● Задание a
Ответьте по фрагменту об украинской литературе:
(i) В каком году вышло первоиздание «Кобзаря»?
(ii) Когда полностью вышла «Энеида» Котляревского?
(iii) Как назывался сборник основных поэтических переводов Кулиша?

============================================================

Той крам, що накрав, —

 

«по-хлебниковски» кричит ворона в поэме Шевченко «Великий Льох» («Большой Погреб»; «крам» — товар). Первоиздание «Кобзаря» — 1840 год. Согласитесь, в русской поэзии того времени и вплоть до 10-х годов ХХ века таких звучаний не было.

Однако история новой украинской литературы начинается еще раньше: с 1798 года, с публикации первых трех глав «Энеиды» Котляревского (Котляревский работал над поэмой всю жизнь; полный текст вышел лишь в 1842-м, уже посмертно). Отдельные литературные памятники, созданные на основе живого народного языка, были в Украине известны и до Котляревского — почему же точкой отсчета стал именно его роскошный бурлеск? Дело не только в крупной форме, не только в богатых подробностях староукраинского быта и блеске остроумия. Котляревский первым соединил народный, собственно украинский язык с силлабо-тоническим стихом, на тот момент уже хорошо разработанным в русской поэзии.

Но уже последователи Котляревского — Квитка-Основьяненко и в особенности Шевченко — отказались от изображения украинской жизни как по преимуществу комической; а шевченковский поиск национально-самобытных форм привел его к поэтике куда более близкой к стихии авангарда, чем любые стихи его русских современников. То, что сделал Шевченко, оказалось неотменимо: с появлением «Кобзаря» угроза раствориться в «братской» (читай: имперской) культуре свелась к нулю.

Однако следствием этого стала новая опасность: украинская литература могла превратиться в «литературу для домашнего обихода» (славянофильская формула, принятая уже в 1880-е годы Костомаровым). Чтобы Украина не задохнулась в самодостаточной изоляции, на просторы мировой культуры ее взялся вывести младший современник Шевченко, его друг, почитатель, редактор и жестокий критик Пантелеймон (Панько) Кулиш (1819 — 1897). Писатель, поэт, критик, историк, этнограф, журналист, переводчик, задиристый и упрямый культуртрегер. Гоголеведы не могут обойти его довольно злую и очень доказательную статью 1861 года, где Кулиш тщательно выискивает этнографические ошибки, которыми полны «Вечера на хуторе…», но не забудем, что автор первой биографии Гоголя — тоже он. Автор исторических трудов «История воссоединения Руси» и «Отпадение Малороссии от Польши». Автор поэтического эпоса «Украина», который должен был вобрать и киеворусские былины, и украинские думы, и опыты самого Кулиша, считавшего себя вправе создавать за народ и для народа несуществующий фольклор (не пытаясь, впрочем, выдавать его за подлинный).

Но вот что по значению едва ли не превосходит все прочее: Кулиш был переводчиком, свято уверенным и в том, что украинцам необходимо знать мировую культуру, и в том, что украинский язык обладает необходимыми для этого ресурсами. Библия, Шекспир, Гете, Шиллер, Гейне, Байрон, Пушкин, Мицкевич, Фет. Насколько подходы самого Кулиша были адекватны задаче — дискуссии об этом идут второй век; но главное сделано. После Кулиша можно спорить, как именно создавать украинского Шекспира, — но не о том, стоит ли вообще этим заниматься. Показательно название сборника его основных поэтических переводов: «Позичена кобза» — то есть народный инструмент, узнаваемо-украинский (понятна отсылка к «Кобзарю»), но «позичений», то есть заемный, заимствованный.

============================================================

● Задание b
Оформите в виде JSON-списка строк всё в перечне от строки, содержащей «Category: light fixture on pole», и до самого конца перечня, включая обе границы. Каждая строка перечня должна стать отдельной строкой списка, пустые строки пропустите.

● Исходные данные
============================================================

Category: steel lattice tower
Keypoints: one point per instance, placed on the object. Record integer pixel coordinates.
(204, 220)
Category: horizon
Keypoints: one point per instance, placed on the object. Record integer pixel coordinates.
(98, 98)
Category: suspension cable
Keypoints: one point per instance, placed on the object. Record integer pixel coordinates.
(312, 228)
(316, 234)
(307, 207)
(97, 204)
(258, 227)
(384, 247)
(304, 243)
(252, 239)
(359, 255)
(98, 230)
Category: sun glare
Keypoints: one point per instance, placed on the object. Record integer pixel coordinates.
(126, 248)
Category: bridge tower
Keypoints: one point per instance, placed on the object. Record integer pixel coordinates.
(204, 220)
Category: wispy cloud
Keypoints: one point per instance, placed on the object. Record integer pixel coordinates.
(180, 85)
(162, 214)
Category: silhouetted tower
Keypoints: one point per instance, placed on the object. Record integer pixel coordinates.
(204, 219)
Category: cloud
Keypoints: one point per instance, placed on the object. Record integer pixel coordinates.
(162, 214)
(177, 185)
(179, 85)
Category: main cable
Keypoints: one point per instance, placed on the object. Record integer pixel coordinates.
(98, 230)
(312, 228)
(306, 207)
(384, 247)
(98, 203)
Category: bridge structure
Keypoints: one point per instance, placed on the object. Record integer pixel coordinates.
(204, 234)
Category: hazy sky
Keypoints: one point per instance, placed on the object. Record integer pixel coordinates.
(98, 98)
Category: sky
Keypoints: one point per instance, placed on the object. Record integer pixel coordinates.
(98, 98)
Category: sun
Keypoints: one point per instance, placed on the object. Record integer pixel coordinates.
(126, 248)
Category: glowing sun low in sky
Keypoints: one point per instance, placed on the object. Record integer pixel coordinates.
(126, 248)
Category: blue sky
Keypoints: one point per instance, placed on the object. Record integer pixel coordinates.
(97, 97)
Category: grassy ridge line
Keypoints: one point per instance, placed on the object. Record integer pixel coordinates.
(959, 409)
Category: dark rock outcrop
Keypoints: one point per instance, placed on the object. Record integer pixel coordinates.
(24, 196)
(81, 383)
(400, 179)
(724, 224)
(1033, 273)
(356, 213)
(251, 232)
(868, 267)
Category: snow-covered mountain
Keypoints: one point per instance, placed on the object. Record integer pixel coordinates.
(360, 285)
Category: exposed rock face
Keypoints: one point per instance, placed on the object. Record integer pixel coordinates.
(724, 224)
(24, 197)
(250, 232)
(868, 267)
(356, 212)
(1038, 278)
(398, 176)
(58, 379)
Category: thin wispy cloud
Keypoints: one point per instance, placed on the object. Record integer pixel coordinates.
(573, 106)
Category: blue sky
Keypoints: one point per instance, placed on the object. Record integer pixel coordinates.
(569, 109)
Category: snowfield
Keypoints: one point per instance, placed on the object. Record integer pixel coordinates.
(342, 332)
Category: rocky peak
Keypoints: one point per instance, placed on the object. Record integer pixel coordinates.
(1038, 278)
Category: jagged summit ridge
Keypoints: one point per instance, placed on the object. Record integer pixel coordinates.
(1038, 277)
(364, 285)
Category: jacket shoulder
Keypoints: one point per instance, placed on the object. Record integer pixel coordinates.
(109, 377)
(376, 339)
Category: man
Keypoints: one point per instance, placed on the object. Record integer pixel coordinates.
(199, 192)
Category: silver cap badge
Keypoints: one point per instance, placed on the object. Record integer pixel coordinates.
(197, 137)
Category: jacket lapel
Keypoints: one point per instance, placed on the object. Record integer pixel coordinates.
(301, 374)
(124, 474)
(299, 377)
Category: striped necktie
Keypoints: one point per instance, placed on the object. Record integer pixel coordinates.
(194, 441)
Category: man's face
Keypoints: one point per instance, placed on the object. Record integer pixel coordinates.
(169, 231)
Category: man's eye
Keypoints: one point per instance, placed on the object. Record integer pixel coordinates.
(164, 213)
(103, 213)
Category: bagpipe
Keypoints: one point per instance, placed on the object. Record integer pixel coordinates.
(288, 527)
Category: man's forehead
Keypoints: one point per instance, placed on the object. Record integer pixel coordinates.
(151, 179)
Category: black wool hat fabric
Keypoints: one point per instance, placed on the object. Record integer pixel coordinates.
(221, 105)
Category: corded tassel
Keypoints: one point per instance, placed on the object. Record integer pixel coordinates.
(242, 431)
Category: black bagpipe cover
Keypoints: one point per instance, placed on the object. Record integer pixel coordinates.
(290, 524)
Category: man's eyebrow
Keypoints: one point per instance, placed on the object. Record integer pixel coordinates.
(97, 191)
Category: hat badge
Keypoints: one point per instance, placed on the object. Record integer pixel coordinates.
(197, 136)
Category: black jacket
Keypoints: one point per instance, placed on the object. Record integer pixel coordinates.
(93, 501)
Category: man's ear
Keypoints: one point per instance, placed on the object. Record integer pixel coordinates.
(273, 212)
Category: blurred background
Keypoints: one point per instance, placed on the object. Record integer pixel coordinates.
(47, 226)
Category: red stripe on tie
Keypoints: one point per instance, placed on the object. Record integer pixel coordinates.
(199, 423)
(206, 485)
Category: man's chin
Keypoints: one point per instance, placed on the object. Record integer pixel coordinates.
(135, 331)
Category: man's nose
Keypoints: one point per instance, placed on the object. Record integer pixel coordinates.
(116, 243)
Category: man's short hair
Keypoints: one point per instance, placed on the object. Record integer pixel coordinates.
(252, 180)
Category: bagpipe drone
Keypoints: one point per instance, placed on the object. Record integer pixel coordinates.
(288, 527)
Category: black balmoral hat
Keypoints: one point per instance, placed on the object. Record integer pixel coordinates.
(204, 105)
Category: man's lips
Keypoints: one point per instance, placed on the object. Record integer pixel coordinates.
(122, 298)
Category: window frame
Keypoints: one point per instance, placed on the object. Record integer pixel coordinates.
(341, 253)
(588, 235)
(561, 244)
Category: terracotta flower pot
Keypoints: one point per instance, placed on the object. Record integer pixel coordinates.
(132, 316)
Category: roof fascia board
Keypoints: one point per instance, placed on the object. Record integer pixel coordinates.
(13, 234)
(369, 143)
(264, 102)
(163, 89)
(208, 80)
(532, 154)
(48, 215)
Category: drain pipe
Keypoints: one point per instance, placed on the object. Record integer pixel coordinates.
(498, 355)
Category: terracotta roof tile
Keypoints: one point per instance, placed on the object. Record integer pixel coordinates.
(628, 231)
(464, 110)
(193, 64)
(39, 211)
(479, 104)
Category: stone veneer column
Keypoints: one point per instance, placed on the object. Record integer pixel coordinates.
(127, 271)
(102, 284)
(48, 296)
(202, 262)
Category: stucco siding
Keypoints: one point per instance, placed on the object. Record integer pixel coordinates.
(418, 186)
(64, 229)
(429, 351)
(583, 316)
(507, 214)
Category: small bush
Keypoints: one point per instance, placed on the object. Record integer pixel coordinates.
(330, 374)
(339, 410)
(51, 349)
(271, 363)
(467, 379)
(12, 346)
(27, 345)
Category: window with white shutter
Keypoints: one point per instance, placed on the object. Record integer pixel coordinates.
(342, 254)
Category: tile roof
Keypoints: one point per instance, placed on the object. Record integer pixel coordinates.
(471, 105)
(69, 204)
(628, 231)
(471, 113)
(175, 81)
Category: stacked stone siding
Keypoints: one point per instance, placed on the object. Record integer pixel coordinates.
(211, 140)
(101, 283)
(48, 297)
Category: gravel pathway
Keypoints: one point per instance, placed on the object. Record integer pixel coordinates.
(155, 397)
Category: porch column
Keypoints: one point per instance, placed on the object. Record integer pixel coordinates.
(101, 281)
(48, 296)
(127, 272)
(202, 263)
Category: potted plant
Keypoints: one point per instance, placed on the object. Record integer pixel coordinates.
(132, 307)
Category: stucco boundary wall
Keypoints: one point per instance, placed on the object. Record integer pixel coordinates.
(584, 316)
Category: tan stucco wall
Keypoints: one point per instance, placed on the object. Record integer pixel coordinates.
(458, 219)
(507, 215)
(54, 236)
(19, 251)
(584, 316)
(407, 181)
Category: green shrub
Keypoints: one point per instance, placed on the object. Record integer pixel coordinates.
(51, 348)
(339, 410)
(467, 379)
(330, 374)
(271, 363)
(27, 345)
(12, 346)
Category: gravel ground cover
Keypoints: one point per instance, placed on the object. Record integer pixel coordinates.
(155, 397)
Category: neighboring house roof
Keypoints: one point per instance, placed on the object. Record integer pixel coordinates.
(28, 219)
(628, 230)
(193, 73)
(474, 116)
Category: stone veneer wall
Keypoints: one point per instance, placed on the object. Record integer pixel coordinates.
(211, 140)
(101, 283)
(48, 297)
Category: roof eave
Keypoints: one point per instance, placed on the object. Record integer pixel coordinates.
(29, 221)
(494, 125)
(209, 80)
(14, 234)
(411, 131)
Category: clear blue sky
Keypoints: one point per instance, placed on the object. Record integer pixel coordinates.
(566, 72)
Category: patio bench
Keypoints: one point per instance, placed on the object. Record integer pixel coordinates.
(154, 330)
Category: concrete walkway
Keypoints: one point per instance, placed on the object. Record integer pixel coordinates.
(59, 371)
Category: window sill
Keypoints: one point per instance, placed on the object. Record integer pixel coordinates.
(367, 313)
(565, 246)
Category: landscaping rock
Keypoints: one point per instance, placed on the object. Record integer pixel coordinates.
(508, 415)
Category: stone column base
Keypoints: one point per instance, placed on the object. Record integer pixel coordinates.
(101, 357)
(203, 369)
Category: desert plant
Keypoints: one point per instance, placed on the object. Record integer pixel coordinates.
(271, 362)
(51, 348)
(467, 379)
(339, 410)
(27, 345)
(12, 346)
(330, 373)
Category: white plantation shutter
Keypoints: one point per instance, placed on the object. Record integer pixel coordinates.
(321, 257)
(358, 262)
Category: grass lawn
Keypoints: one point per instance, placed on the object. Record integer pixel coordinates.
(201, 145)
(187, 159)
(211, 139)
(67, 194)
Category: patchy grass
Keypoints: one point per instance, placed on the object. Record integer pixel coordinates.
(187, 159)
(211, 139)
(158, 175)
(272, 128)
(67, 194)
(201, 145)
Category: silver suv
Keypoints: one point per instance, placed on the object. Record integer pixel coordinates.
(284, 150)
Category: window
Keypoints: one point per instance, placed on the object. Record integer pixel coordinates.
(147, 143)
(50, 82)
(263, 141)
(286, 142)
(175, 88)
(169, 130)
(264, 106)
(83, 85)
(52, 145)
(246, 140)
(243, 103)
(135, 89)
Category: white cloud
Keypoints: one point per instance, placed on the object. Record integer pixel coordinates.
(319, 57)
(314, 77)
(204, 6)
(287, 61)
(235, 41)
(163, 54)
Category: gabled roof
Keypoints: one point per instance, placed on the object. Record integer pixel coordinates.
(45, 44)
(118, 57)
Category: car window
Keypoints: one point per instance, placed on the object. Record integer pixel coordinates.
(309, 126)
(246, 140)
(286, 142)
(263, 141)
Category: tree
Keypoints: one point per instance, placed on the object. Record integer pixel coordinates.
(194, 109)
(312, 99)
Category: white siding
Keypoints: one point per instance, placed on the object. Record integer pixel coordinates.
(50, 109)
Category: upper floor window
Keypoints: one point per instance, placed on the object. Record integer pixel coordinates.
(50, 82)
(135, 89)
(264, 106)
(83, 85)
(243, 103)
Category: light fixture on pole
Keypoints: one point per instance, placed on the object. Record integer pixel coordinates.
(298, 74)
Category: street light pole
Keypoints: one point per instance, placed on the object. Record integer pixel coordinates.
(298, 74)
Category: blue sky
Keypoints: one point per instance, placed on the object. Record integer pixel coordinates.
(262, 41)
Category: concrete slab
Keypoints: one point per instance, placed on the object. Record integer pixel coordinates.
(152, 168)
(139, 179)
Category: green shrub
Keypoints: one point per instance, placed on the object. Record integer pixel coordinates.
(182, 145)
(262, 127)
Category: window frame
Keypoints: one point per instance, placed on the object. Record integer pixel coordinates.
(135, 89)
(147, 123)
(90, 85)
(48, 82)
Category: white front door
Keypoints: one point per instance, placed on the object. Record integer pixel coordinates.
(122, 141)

============================================================

● Ожидаемый ответ a
(i) В 1840 году.
(ii) В 1842 году, уже посмертно.
(iii) «Позичена кобза».

● Ожидаемый ответ b
[
  "Category: light fixture on pole",
  "Keypoints: one point per instance, placed on the object. Record integer pixel coordinates.",
  "(298, 74)",
  "Category: street light pole",
  "Keypoints: one point per instance, placed on the object. Record integer pixel coordinates.",
  "(298, 74)",
  "Category: blue sky",
  "Keypoints: one point per instance, placed on the object. Record integer pixel coordinates.",
  "(262, 41)",
  "Category: concrete slab",
  "Keypoints: one point per instance, placed on the object. Record integer pixel coordinates.",
  "(152, 168)",
  "(139, 179)",
  "Category: green shrub",
  "Keypoints: one point per instance, placed on the object. Record integer pixel coordinates.",
  "(182, 145)",
  "(262, 127)",
  "Category: window frame",
  "Keypoints: one point per instance, placed on the object. Record integer pixel coordinates.",
  "(135, 89)",
  "(147, 123)",
  "(90, 85)",
  "(48, 82)",
  "Category: white front door",
  "Keypoints: one point per instance, placed on the object. Record integer pixel coordinates.",
  "(122, 141)"
]